> _Written problem_
Please collect every line in the records below that contains the word "rock". Case counts, so copy only lines where the capitalization matches.

> _Material_
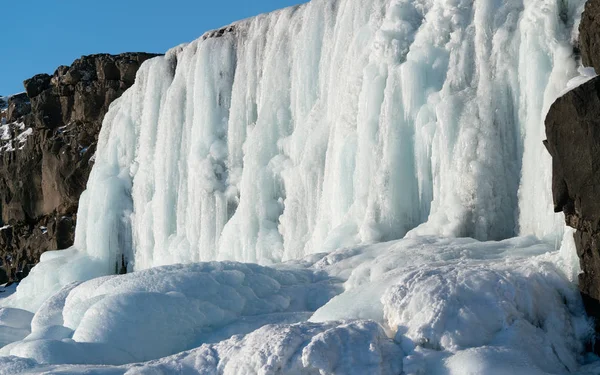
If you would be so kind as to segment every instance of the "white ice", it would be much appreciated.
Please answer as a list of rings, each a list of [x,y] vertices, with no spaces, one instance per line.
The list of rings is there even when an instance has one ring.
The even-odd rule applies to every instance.
[[[28,360],[0,369],[562,374],[577,370],[592,327],[565,267],[533,237],[424,237],[275,268],[214,262],[107,276],[48,299],[29,317],[31,334],[0,349]]]
[[[582,5],[313,0],[145,62],[0,373],[577,371],[542,140]]]

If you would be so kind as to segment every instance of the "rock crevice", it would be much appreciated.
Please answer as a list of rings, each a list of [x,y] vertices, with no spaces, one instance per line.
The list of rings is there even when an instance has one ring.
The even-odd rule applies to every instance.
[[[24,82],[8,98],[0,134],[0,264],[19,279],[49,249],[73,244],[77,205],[110,103],[149,53],[83,56]]]

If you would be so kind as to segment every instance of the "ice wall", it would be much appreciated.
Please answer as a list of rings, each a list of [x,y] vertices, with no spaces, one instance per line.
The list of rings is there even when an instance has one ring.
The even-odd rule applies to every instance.
[[[141,68],[75,247],[113,272],[409,235],[559,233],[546,108],[582,0],[313,0]]]

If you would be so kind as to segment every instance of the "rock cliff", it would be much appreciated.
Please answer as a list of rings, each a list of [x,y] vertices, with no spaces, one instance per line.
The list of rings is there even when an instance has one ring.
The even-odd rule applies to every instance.
[[[600,72],[600,1],[586,3],[579,26],[582,64]],[[558,98],[546,117],[556,212],[575,228],[579,289],[600,333],[600,77]],[[597,336],[600,338],[600,335]],[[600,340],[595,349],[600,353]]]
[[[84,56],[2,99],[0,282],[26,275],[44,251],[72,245],[102,119],[154,56]]]

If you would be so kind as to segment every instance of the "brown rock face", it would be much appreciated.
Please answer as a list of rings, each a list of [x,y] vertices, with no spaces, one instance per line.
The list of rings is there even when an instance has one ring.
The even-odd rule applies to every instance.
[[[583,65],[600,72],[600,1],[588,0],[579,24],[579,48]]]
[[[0,134],[0,262],[9,278],[26,275],[44,251],[73,244],[104,115],[154,56],[84,56],[26,80],[26,94],[9,98]]]
[[[579,289],[600,332],[600,77],[554,102],[546,136],[555,211],[564,212],[567,225],[577,229]]]

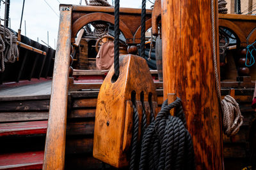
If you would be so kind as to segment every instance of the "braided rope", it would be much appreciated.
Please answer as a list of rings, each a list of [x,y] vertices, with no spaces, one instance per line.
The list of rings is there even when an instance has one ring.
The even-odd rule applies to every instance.
[[[5,34],[5,36],[4,36]],[[0,27],[0,58],[1,66],[0,72],[4,71],[4,62],[13,63],[19,57],[17,38],[8,28]],[[3,38],[2,38],[2,37]]]
[[[136,167],[138,166],[138,149],[139,145],[138,141],[138,136],[139,131],[139,114],[138,113],[138,110],[135,106],[134,103],[133,103],[133,111],[134,125],[132,127],[131,157],[130,160],[129,169],[131,170],[136,169]]]
[[[170,110],[174,107],[175,117],[172,117]],[[192,139],[184,117],[179,98],[169,105],[167,100],[164,102],[156,120],[143,133],[140,170],[195,169]]]
[[[107,0],[90,0],[89,3],[85,0],[85,3],[90,6],[111,6]],[[108,32],[108,24],[101,24],[100,22],[93,22],[92,25],[95,28],[93,34],[97,37],[102,37]]]
[[[214,67],[214,74],[215,74],[215,81],[216,85],[216,90],[218,98],[221,108],[222,113],[223,115],[223,124],[224,127],[227,127],[225,128],[226,129],[225,133],[228,132],[227,134],[234,135],[236,134],[240,126],[243,124],[243,117],[241,115],[240,110],[237,103],[236,100],[230,96],[228,96],[227,97],[225,97],[223,100],[221,101],[221,96],[220,91],[220,85],[219,81],[219,76],[218,72],[218,67],[217,67],[217,59],[216,59],[216,37],[215,37],[215,14],[214,14],[214,0],[211,0],[211,19],[212,19],[212,51],[213,51],[213,63]],[[236,117],[234,118],[233,116],[236,115]],[[227,120],[229,120],[229,121]],[[239,121],[239,122],[238,122]],[[232,125],[230,128],[232,130],[230,130],[229,125]],[[228,130],[227,131],[227,130]]]
[[[141,42],[140,42],[140,55],[145,57],[145,34],[146,29],[146,0],[142,0],[141,4]]]
[[[219,6],[219,13],[228,13],[228,9],[226,8],[226,5],[227,4],[227,3],[226,2],[225,0],[219,0],[218,1],[218,6]]]
[[[233,136],[239,131],[243,124],[243,117],[241,114],[239,106],[230,96],[226,96],[221,101],[223,108],[223,131],[228,136]]]
[[[114,55],[114,67],[115,74],[118,78],[119,76],[119,0],[115,1],[115,55]]]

> _Solution to this problem_
If you would be so kind as to segment every instance of the "rock crevice", it would be much appreciated.
If you would be so kind as to segment every instance of the "rock cliff", it would be much appreciated.
If you would be so kind as to segment every instance of the "brown rock face", it would be much appreciated.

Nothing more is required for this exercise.